>> begin DATA ENTRIES
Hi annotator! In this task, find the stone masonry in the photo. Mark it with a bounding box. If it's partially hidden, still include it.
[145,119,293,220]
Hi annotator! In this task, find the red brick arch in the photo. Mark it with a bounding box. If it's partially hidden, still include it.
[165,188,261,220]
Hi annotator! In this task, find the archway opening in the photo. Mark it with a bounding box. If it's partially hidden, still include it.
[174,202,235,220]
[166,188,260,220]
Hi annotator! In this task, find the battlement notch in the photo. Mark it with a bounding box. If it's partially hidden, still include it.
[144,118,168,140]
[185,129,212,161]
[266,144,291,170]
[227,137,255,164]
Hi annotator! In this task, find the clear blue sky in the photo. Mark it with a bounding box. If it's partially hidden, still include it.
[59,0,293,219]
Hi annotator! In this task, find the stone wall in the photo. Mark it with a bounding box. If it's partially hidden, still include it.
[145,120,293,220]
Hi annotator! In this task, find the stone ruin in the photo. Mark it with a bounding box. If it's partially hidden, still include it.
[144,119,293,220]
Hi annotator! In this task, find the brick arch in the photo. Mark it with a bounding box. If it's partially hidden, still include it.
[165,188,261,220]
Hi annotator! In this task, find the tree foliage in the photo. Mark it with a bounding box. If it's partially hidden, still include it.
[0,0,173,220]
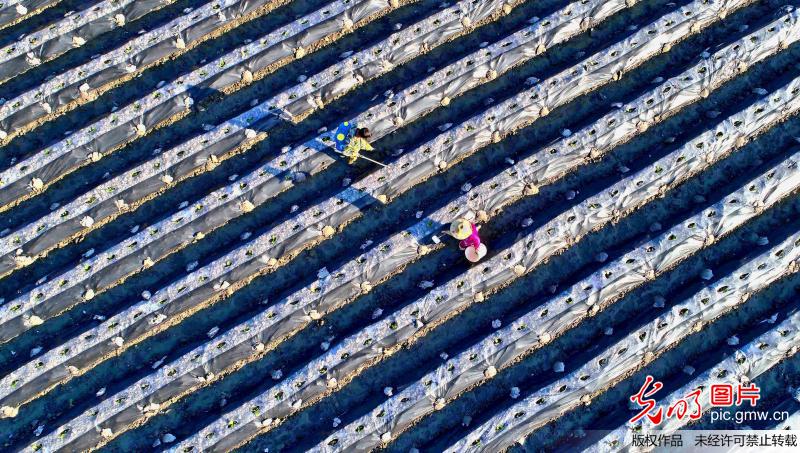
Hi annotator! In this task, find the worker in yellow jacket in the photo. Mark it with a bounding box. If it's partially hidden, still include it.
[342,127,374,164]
>> end DATA ENTRIES
- [DIRECTIVE]: Can you echo all of the records above word for word, leaving the pictures out?

- [WRITTEN RESPONSE]:
Hi annotator! In this task, find the stone masonry in the photo. Mark it with a bounding box. If it's partially hidden, still include it.
[145,119,293,220]
Hi annotator! In this task, find the red brick arch in the photo. Mark it with a bounding box. If it's partially hidden, still include it.
[165,188,261,220]
Hi annotator! In this task, find the archway opening in the photo. Mark it with a bounding box. If it's partially hidden, still include it.
[174,202,235,220]
[166,188,260,220]
Hi annotator! In this task, find the battlement notch in the photo. Mark it with a bounding box. If it's partially hidden, still include it.
[144,118,168,140]
[185,129,212,161]
[266,144,291,170]
[227,137,255,164]
Hi annotator! In this task, find the clear blue sky in the photo. Mark it with a bounding box. If it's partially hidden, still include it.
[59,0,293,219]
Hi annotator! In this task, find the stone wall in the photo. Mark it with a bounding box. If it's partially hidden, still include it.
[145,120,293,220]
Hi annotator! In this task, find the stone ruin in the photo. Mark it with a bounding box. If it's partially hidden, still include it.
[144,119,293,220]
Hi annotator! In this task, find the brick arch in the photo. Mark it with a bounding box. If it's partially hidden, still include it.
[165,188,261,220]
Hi annotator! In this task, find the tree foliage in the photo. Mark it with a bounding box. If it's partially hidden, still include it.
[0,0,173,220]
Hi annotator! In this task, find the worker in yellow jacket in the photo. Mark it with a bounding box. If it's partially hidden, still include it.
[342,127,374,164]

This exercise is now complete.